:: Point annotation dataset records ::
====

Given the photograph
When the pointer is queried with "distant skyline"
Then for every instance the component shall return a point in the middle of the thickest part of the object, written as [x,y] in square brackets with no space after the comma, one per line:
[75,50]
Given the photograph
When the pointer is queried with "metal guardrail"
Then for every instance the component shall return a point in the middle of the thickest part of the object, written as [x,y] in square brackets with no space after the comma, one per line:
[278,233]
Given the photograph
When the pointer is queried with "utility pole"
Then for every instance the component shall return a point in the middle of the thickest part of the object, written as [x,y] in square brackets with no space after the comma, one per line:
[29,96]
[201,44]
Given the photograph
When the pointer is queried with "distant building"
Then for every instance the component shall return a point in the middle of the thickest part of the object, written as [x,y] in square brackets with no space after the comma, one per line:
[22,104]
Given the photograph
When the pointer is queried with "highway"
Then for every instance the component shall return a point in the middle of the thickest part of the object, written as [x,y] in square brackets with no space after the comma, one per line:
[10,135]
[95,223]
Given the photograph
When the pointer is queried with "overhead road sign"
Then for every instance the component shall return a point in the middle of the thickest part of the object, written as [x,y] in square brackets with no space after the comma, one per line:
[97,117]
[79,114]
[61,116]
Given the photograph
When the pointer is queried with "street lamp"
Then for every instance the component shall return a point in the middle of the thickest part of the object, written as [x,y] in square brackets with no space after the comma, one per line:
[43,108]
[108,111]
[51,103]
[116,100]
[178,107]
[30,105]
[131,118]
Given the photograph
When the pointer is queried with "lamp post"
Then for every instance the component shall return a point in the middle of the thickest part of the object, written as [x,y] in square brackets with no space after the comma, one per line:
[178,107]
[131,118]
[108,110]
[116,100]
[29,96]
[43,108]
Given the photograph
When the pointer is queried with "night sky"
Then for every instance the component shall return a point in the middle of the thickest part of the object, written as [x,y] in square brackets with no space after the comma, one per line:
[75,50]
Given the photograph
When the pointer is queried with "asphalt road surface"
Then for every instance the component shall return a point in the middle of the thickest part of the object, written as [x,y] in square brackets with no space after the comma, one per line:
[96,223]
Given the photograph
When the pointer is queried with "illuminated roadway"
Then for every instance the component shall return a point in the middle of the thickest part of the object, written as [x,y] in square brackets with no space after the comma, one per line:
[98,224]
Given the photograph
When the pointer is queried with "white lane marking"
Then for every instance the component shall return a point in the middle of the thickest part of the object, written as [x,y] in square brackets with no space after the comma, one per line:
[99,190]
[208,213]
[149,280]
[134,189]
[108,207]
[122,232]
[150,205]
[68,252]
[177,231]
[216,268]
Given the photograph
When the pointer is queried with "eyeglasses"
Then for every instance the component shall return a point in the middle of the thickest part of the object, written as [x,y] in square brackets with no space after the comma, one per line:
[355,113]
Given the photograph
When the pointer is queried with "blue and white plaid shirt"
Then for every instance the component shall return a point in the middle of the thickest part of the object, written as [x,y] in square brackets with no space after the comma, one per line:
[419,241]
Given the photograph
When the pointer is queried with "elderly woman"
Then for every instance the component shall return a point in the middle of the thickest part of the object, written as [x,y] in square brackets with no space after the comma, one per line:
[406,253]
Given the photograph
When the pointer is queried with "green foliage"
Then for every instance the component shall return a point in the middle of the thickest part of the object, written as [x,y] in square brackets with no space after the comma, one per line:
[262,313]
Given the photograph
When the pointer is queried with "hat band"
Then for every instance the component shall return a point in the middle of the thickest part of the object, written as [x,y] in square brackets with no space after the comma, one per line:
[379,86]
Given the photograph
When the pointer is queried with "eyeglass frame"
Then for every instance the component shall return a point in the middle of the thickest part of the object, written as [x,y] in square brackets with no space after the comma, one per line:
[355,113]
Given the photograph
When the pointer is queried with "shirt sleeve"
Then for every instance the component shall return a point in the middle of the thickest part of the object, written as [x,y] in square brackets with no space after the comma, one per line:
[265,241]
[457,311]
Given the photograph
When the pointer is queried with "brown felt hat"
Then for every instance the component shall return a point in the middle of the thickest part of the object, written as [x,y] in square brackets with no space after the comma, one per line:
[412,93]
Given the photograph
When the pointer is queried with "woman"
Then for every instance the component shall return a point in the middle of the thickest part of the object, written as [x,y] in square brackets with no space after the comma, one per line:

====

:: Exercise goal ::
Every entry should be output exactly as written, please.

:: Answer to the task ::
Given the photograph
When the pointer is queried with "distant skyline"
Then for every instance the component shall return a point in the middle of the thickest part of the object, written as [x,y] in square brackets with no space after the comma, one per line:
[75,50]
Given the photograph
When the pointer is queried with "metal guardrail"
Then for every instance the component shall return a point in the middle of the thickest part of the object, written as [x,y] in square brackets with no space after the comma, one per line:
[278,233]
Given the photograph
When the pointer is queried with "utility pole"
Then for every instance the component shall return a point in the middle of the thickest part of the object, written as [x,y] in square brackets with no space after the comma, one per line:
[29,96]
[201,44]
Given the photograph
When the pointer is queried with "distant building"
Then for every instance the component shall return a point in the middle of the thickest part of the object, written as [x,y] in square brackets with no space after the comma, one per line:
[22,104]
Given the photograph
When the pointer is queried with "highway"
Then for every instance the component shall return a point in the middle of the thickest part of the object, written as [x,y] in square brackets with no space after the comma, one per line:
[10,135]
[95,223]
Given the photograph
When the pointer is queried with "overhead road sign"
Then for every instance the component shall return a point in the middle of the thickest part of the object, written as [x,y] in square brackets with no space after the comma, one per line:
[97,117]
[79,114]
[61,116]
Given the photograph
When the pointer is queried with "street lamp"
Then for every instance the component shall return a point in the middle of the thickest part of the object, written as [x,y] in square brackets with no space after the comma, one per line:
[43,108]
[108,111]
[51,103]
[116,100]
[178,107]
[30,105]
[131,118]
Given the photograph
When the pointer is queried with "lamp post"
Then for every instance the component shall return a point in the middle of the thickest part of the object, written as [x,y] in square brackets with no space after the comma, one per line:
[178,107]
[131,118]
[108,110]
[116,100]
[29,96]
[43,108]
Given the photograph
When the pointer is queried with "night sky"
Then for every instance the component shall return a point in the middle of the thickest part of the object, written as [x,y] in square brackets with no space after the comma, one per line:
[75,50]
Given the photograph
When the pointer is queried with "asphalt road surface"
Then for every instance the component shall return a point in the middle of the thickest part of the object, written as [x,y] in square brackets with no space after the comma, one per line:
[96,223]
Given the photograph
When the pointer is queried with "illuminated roadway"
Then for every instance the component shall return a point in the middle of the thickest part of the object, written as [x,y] in square brackets with no space after the comma, one per line:
[98,224]
Given the photograph
When the pointer is queried with "white lane marking"
Then for every instance the component shall return a point in the middle of the thickest part of the object, written as [x,y] in square brackets with no space after the comma, one per line:
[99,190]
[208,213]
[149,280]
[134,189]
[108,207]
[122,232]
[150,205]
[68,252]
[177,231]
[216,268]
Given the photograph
When the pointer is queried with "eyeglasses"
Then for every instance the component shall return a point in the middle of the thickest part of the object, written as [x,y] in square brackets with no space after the comma, one per line:
[355,113]
Given the photograph
When the pointer is queried with "blue and white plaid shirt"
Then for every instance the component shall return a point in the middle of the thickest part of the object, written as [x,y] in square brackets with no space after the comma, one per line:
[419,241]
Given the photograph
When the pointer is queried with "elderly woman"
Then for every instance the component shall return a point in the middle of the thickest part of the object, written as [x,y] in square brackets with no space after the comma, one per line:
[406,253]
Given the photograph
When the pointer is queried with "green foliage"
Then for every instance the component shall return a point in the middle of the thickest part of the object, written as [x,y] in square brackets with no space after the comma, one per line:
[262,313]
Given the photograph
When the pointer is queried with "hat band"
Then for every instance the component shall return a point in the middle of the thickest part of the object, written as [x,y] in square brackets with no space after the comma, one per line:
[379,86]
Given the photograph
When the pointer is queried with "eyeglass frame"
Then for every instance the component shall return a point in the middle of the thickest part of the object, written as [x,y] in square brackets with no space after the comma, one per line:
[355,113]
Given the photograph
When the pointer is queried with "shirt sleeve"
Then for every instance the component shall return a point in the middle of the thickest part of the object, written as [x,y] in square brackets with no space after the comma, one per line:
[265,241]
[457,311]
Given the photograph
When the pointer is queried with "brown felt hat"
Then for every instance the component shall return a point in the middle of the thickest part of the object, written as [x,y] in square brackets with no space after the comma, one per line:
[412,93]
Given the photograph
When the pointer is queried with "woman"
Then for every instance the component shall return a point in the middle of the thickest part of the object, written as [x,y] in square brackets with no space after the comma, one per line:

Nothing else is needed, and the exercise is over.